§ Natural language region descriptions:
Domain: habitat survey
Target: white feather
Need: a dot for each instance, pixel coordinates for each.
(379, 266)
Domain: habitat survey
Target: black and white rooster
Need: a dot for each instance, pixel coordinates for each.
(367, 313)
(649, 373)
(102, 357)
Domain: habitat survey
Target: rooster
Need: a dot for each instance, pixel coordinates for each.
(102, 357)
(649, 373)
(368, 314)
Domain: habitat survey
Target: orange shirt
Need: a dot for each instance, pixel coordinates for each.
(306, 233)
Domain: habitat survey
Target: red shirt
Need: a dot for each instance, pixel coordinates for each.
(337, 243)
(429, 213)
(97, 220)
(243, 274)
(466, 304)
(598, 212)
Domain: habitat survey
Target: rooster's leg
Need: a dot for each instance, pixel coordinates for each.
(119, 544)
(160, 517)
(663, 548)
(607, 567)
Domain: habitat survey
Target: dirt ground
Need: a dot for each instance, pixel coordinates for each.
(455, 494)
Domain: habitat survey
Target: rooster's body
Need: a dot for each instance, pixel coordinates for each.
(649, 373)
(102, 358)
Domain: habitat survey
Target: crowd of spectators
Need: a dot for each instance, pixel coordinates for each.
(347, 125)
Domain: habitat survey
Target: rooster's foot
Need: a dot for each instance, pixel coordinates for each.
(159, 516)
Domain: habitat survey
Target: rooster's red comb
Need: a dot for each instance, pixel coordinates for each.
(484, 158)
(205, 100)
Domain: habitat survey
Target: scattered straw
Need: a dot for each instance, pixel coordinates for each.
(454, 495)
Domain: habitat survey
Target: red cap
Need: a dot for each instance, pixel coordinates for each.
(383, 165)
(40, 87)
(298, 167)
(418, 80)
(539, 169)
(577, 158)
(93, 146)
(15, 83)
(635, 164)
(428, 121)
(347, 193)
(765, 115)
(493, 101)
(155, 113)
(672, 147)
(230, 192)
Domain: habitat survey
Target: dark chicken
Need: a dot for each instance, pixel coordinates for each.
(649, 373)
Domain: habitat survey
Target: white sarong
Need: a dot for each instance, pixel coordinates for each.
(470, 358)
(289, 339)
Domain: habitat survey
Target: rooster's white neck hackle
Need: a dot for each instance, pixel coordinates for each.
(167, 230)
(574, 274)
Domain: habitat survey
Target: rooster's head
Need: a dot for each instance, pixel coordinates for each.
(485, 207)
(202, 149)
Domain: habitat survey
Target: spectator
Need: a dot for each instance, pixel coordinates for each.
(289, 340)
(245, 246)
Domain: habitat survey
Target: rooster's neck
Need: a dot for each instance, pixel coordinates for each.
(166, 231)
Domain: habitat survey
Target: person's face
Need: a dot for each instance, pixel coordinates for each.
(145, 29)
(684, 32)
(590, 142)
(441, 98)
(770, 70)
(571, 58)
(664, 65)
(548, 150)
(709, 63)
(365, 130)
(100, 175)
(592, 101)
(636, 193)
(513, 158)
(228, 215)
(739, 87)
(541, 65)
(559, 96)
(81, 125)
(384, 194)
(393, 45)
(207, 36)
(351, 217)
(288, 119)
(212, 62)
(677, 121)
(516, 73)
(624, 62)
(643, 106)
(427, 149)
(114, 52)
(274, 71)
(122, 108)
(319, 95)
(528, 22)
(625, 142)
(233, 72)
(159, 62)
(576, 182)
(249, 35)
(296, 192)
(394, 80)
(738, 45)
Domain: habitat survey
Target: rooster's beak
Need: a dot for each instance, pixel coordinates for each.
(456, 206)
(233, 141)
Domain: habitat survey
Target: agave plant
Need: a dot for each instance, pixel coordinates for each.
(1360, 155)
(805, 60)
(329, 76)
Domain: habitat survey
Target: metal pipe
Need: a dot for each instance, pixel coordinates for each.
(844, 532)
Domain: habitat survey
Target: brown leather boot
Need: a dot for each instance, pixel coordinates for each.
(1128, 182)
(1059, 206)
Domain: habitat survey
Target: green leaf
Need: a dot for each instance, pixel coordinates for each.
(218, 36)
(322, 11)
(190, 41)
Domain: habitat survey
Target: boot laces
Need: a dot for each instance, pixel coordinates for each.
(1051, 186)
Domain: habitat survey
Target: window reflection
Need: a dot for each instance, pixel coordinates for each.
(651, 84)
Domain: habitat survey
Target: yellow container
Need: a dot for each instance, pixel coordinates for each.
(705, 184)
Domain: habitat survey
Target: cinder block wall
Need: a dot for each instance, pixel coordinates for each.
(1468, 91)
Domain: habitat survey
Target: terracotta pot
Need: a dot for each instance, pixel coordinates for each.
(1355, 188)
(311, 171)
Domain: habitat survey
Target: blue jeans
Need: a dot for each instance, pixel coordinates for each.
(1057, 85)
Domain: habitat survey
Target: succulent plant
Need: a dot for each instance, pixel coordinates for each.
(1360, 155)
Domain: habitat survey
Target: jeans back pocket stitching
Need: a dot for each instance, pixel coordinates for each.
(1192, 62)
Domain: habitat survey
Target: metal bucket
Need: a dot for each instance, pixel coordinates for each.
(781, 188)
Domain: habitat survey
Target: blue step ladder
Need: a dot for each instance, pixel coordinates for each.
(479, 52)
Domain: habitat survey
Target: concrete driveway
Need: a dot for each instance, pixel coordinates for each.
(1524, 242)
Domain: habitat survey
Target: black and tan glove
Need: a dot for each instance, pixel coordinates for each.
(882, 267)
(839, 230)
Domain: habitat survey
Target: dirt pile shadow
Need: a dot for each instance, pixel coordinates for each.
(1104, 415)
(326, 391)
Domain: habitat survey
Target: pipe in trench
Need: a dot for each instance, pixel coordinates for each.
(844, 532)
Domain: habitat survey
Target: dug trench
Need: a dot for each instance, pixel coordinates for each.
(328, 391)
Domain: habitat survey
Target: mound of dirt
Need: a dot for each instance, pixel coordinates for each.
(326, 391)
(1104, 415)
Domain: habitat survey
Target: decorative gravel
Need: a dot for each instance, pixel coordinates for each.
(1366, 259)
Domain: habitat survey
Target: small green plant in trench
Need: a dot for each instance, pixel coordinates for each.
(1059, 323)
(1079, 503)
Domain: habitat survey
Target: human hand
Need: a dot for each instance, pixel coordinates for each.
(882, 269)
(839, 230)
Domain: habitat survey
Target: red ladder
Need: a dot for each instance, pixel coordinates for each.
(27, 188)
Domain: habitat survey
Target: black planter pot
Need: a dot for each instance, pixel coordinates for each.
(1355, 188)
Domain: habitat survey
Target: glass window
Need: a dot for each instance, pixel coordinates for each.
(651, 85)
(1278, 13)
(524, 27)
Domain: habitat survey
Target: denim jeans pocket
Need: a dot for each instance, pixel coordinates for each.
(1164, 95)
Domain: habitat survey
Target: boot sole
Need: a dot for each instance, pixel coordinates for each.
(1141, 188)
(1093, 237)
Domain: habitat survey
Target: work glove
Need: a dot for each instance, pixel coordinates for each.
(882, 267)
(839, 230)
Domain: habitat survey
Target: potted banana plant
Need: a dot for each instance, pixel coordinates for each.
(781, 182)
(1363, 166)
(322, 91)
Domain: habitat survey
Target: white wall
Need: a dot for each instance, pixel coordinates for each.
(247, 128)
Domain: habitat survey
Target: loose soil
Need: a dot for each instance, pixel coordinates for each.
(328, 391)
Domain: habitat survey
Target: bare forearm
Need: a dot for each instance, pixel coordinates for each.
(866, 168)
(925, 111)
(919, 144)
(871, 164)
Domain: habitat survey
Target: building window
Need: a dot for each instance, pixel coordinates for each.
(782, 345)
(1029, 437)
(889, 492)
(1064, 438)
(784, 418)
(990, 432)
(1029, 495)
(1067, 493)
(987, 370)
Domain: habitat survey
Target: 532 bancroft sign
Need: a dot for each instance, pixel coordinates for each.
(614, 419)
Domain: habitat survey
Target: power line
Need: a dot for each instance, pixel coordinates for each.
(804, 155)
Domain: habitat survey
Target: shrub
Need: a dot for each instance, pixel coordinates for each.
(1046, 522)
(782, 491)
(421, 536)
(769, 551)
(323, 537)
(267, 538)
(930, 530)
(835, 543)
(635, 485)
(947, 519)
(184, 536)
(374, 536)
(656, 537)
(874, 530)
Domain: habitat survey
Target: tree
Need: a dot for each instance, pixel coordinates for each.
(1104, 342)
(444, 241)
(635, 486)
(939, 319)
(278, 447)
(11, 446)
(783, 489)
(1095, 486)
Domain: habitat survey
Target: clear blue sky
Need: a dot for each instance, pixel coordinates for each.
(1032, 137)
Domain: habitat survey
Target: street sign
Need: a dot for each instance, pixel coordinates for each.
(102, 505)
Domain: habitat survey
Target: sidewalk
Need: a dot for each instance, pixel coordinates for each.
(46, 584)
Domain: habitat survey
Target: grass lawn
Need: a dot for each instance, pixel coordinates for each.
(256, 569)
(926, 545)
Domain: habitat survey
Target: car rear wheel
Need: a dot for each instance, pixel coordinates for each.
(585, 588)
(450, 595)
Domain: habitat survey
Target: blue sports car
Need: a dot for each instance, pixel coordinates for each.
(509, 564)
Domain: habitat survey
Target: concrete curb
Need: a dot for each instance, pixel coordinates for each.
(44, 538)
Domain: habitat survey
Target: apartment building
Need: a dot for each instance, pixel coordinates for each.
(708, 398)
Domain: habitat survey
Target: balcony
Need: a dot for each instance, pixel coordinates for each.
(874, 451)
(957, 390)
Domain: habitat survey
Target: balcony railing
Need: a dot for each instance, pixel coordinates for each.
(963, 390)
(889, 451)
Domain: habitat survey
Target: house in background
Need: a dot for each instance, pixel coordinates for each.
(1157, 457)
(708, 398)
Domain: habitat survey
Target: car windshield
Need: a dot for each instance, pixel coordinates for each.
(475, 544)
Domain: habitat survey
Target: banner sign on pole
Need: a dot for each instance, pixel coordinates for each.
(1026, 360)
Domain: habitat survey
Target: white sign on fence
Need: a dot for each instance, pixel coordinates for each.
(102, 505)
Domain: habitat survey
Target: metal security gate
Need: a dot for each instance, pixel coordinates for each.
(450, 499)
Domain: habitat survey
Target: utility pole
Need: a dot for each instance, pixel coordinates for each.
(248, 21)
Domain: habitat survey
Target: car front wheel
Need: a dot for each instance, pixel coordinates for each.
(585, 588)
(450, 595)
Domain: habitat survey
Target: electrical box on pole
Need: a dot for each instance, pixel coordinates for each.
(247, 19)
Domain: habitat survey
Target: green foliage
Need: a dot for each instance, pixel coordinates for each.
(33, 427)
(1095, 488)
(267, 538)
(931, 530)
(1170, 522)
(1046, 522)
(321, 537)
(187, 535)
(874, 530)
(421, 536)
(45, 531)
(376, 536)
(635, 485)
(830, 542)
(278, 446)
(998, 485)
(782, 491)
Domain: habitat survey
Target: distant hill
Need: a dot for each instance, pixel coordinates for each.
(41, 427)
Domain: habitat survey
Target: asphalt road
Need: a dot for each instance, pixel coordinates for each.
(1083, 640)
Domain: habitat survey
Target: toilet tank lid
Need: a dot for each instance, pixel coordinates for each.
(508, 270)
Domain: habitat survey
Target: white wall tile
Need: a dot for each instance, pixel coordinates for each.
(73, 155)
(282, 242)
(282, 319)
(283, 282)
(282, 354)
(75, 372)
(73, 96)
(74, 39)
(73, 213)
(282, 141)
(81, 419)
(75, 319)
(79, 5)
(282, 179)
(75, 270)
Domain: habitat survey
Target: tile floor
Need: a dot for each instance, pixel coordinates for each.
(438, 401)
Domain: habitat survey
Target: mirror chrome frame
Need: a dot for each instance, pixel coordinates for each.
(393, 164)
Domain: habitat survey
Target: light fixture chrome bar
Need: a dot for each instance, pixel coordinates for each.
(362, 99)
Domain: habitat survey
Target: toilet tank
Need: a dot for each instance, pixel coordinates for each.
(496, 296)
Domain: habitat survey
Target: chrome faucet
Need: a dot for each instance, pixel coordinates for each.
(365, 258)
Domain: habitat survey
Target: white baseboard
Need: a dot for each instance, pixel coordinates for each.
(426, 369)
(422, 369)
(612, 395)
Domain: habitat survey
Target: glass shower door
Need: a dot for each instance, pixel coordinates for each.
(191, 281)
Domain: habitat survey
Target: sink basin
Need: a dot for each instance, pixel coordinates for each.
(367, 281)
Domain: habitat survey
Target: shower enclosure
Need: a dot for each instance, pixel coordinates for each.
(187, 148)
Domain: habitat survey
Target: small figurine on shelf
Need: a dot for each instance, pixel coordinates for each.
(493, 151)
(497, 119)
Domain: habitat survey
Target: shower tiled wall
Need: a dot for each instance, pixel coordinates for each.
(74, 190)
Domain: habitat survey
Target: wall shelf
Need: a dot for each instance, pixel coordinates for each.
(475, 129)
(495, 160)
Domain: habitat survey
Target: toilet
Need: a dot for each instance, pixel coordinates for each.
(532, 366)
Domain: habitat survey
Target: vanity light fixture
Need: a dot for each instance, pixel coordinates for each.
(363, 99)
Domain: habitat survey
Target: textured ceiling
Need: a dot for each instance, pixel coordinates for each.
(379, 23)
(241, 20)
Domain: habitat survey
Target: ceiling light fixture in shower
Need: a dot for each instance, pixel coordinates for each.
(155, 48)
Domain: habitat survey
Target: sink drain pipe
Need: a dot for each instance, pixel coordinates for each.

§ EXERCISE: The answer must consist of each line from the entries that contains the string "boot".

§ YOUR RESPONSE:
Target: brown leather boot
Target: boot laces
Target: boot sole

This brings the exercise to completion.